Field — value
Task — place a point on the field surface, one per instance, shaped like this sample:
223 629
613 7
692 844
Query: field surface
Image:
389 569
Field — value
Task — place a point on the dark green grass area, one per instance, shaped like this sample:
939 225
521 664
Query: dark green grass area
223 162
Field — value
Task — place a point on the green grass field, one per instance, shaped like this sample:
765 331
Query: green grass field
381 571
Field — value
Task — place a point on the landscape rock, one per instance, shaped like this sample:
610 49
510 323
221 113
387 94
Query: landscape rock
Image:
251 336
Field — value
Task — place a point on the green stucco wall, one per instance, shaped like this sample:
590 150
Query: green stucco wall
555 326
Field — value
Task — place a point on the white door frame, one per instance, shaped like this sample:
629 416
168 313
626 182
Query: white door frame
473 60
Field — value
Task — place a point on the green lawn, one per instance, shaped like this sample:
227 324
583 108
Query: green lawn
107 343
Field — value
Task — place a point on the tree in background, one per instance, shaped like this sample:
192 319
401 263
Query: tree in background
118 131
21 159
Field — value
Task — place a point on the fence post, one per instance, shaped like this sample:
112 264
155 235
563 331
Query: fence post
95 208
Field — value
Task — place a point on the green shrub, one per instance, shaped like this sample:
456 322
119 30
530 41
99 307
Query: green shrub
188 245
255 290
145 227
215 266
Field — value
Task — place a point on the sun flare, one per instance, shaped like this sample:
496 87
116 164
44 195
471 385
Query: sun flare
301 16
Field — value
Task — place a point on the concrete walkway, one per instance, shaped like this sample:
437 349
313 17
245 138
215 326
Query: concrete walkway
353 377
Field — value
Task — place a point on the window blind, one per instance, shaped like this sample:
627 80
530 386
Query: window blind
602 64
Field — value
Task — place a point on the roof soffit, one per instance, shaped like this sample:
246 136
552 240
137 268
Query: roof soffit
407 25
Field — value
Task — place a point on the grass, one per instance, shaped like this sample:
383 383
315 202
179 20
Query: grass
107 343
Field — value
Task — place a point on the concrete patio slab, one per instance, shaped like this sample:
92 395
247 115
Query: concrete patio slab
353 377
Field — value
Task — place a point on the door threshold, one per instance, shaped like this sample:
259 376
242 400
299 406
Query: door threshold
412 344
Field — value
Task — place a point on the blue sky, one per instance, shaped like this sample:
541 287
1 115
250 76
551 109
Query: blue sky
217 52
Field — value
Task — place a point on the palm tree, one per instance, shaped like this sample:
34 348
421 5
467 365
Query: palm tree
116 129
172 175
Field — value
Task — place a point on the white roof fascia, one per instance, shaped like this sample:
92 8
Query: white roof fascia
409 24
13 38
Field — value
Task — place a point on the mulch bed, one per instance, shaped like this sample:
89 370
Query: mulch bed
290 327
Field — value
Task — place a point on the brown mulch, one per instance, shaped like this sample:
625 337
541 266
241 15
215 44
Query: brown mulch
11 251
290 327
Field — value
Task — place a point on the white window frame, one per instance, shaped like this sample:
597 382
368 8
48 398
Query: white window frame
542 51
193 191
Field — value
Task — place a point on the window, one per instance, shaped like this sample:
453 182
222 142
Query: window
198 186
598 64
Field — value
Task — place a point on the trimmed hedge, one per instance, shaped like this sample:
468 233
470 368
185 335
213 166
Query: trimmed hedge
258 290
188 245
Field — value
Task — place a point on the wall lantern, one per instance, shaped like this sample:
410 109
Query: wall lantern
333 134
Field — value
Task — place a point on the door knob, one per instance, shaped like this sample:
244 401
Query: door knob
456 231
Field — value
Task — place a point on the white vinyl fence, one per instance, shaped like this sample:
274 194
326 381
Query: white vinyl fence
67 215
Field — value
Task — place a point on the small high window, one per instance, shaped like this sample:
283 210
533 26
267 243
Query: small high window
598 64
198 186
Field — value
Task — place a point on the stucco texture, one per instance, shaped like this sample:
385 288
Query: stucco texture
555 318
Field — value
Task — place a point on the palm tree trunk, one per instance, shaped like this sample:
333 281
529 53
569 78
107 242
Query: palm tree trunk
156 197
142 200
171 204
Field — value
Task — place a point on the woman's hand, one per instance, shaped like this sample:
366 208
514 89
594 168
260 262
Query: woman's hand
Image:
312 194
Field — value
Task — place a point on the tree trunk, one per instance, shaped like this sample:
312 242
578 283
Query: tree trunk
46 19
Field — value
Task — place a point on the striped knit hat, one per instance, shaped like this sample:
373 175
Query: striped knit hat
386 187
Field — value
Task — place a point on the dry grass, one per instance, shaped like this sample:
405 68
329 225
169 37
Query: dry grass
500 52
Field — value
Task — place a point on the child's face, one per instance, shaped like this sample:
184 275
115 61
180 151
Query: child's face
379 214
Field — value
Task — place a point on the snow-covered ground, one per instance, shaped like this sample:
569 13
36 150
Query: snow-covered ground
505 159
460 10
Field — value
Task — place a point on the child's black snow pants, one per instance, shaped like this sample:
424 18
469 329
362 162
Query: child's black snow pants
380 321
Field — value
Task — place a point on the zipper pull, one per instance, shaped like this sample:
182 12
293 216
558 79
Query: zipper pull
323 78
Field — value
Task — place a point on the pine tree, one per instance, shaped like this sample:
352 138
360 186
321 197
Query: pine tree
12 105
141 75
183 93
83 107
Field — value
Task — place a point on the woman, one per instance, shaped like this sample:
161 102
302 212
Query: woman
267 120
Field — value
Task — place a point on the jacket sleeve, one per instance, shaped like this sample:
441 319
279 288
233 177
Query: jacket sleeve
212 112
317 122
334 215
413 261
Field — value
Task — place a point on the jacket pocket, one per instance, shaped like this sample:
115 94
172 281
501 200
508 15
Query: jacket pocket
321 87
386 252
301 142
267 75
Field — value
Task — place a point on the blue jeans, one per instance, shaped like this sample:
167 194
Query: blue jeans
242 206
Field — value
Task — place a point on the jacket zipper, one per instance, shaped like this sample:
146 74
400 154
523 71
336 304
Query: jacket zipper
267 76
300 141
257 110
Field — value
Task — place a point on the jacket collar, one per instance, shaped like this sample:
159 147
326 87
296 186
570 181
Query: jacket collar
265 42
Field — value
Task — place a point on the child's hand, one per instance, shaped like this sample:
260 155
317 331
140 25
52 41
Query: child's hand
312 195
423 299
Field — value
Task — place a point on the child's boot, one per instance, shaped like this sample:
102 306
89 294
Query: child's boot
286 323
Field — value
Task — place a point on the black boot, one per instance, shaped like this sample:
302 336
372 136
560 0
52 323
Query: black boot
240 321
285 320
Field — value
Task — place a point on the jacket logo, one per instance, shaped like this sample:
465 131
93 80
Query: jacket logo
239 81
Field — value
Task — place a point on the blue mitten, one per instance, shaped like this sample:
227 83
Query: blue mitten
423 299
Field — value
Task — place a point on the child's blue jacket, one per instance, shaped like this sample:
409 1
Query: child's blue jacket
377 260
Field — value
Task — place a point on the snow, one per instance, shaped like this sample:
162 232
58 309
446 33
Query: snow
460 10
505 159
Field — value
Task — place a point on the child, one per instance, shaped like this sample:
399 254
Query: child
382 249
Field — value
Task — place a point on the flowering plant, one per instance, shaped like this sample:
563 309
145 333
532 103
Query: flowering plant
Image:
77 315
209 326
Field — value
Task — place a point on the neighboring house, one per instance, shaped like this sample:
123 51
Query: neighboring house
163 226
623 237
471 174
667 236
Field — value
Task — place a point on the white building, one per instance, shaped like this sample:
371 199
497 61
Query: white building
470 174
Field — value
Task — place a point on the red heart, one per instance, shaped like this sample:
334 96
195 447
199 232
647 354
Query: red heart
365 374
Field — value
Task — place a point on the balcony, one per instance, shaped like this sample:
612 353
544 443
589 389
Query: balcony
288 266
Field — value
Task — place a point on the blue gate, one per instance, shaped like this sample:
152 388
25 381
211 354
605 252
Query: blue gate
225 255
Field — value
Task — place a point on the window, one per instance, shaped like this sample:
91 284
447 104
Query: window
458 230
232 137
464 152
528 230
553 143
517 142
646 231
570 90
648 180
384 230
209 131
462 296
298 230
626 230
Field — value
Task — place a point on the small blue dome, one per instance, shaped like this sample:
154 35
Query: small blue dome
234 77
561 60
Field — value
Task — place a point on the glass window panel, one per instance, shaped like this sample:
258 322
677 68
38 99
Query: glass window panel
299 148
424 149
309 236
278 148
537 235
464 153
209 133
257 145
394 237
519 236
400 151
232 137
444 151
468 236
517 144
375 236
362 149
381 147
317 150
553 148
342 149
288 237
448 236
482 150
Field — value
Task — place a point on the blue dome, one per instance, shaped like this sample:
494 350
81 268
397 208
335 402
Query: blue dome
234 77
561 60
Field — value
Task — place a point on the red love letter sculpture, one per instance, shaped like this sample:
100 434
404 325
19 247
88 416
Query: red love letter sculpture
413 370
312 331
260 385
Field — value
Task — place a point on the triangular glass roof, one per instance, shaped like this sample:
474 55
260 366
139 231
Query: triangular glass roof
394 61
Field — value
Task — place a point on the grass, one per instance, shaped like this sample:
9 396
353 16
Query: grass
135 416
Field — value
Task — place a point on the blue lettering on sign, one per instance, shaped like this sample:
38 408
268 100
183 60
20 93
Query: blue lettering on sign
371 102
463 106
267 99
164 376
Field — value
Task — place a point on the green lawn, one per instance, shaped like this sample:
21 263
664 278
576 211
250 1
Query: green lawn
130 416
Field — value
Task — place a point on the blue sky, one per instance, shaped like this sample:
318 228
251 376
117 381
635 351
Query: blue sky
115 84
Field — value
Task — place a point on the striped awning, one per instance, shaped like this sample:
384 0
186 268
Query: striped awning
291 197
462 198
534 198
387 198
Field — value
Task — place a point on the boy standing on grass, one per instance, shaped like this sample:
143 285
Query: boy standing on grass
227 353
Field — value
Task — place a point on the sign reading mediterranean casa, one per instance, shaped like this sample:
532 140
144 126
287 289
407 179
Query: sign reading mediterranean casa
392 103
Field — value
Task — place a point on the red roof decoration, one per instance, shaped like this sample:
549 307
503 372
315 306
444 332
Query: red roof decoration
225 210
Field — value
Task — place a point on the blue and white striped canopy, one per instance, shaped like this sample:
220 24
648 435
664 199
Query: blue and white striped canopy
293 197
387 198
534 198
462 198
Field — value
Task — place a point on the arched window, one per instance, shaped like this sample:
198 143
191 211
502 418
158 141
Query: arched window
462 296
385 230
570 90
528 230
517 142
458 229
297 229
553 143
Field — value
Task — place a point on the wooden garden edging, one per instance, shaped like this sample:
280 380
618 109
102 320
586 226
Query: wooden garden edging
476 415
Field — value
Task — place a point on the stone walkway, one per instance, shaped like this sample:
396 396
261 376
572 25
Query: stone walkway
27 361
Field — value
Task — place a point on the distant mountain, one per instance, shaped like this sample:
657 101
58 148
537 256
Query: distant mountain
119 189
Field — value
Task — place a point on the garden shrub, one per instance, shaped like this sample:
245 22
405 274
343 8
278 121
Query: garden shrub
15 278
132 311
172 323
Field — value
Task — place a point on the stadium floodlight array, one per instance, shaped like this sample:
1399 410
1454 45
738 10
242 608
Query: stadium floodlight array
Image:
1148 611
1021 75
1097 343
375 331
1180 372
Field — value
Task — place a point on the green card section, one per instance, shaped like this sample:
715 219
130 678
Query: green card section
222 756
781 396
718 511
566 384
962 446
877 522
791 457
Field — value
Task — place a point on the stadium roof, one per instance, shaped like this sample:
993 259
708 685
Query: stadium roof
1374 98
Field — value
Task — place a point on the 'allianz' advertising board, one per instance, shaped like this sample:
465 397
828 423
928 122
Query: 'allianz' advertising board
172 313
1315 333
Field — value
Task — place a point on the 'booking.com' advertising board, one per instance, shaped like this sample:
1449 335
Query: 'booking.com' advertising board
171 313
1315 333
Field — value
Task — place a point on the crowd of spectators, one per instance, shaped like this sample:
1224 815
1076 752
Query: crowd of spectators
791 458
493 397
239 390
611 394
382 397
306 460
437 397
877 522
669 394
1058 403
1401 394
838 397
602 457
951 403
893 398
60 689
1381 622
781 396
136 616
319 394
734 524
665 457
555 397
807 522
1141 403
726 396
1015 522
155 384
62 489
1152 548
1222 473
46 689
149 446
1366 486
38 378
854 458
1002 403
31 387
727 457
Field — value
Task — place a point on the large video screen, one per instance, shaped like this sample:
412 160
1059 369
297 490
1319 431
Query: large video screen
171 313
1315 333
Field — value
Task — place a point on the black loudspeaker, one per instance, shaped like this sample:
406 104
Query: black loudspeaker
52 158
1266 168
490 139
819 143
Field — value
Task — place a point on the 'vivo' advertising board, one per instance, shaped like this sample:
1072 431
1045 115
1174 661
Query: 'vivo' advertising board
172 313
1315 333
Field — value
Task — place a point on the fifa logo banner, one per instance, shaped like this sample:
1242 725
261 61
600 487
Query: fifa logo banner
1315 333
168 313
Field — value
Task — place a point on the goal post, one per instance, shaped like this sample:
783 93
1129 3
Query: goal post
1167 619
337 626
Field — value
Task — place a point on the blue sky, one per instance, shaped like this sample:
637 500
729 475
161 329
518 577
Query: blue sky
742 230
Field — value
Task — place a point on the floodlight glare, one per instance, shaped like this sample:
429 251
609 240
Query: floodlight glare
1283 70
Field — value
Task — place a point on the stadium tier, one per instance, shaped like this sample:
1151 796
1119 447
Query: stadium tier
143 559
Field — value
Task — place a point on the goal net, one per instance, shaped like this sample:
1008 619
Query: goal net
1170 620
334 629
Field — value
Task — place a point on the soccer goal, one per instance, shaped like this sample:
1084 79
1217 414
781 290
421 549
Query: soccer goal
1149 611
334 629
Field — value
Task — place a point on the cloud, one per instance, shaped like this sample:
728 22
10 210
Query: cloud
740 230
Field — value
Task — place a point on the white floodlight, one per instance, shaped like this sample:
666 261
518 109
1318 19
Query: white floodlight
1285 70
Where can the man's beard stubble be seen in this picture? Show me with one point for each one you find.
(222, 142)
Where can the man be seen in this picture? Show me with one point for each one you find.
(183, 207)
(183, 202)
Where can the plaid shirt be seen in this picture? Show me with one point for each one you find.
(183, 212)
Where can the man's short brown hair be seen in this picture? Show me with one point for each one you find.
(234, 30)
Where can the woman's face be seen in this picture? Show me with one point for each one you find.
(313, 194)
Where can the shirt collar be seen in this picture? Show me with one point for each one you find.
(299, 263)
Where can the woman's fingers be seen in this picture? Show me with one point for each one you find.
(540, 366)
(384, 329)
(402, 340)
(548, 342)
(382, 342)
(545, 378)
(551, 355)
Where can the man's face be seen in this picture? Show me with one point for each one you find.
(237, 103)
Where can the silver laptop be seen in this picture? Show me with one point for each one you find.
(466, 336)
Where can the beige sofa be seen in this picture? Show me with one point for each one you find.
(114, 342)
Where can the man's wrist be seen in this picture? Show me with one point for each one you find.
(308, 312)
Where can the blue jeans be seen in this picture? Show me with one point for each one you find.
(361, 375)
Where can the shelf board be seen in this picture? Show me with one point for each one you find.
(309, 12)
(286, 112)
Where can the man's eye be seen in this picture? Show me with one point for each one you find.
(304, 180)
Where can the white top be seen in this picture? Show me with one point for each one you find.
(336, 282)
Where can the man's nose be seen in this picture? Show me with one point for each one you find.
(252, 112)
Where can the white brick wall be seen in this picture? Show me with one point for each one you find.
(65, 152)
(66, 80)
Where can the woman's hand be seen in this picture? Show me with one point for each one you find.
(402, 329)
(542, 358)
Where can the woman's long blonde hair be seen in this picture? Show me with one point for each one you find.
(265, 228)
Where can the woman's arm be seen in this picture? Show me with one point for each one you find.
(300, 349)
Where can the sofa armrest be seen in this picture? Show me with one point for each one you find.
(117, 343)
┄┄┄┄┄┄┄┄┄┄
[Directions for this task]
With both ends included, please retype exactly the lines from the line containing "Where can the shelf" to the final line of the data.

[Solution to the problem]
Where can the shelf board be seen in this picture? Show me with one point for each one you find.
(309, 12)
(286, 112)
Where can the man's eye be seen in this picture? Show me with one point for each one you find.
(304, 180)
Where can the white top be seen in this picture? Show me with one point for each one you find.
(336, 282)
Where can the man's nose be seen in this picture? Show me with one point for each one you find.
(252, 112)
Where can the white brick wall be seen in this picture? Show me with one point for each one you find.
(65, 152)
(66, 80)
Where can the woman's hand be seen in this picture? Show me with one point for each one you find.
(402, 329)
(542, 358)
Where can the woman's long blonde hair be seen in this picture? Show me with one point for each one you find.
(265, 228)
Where can the woman's arm be seen in this picture? Show me with one point for each one you find.
(300, 349)
Where can the sofa armrest be seen in this picture? Show me with one point for each one you find.
(117, 343)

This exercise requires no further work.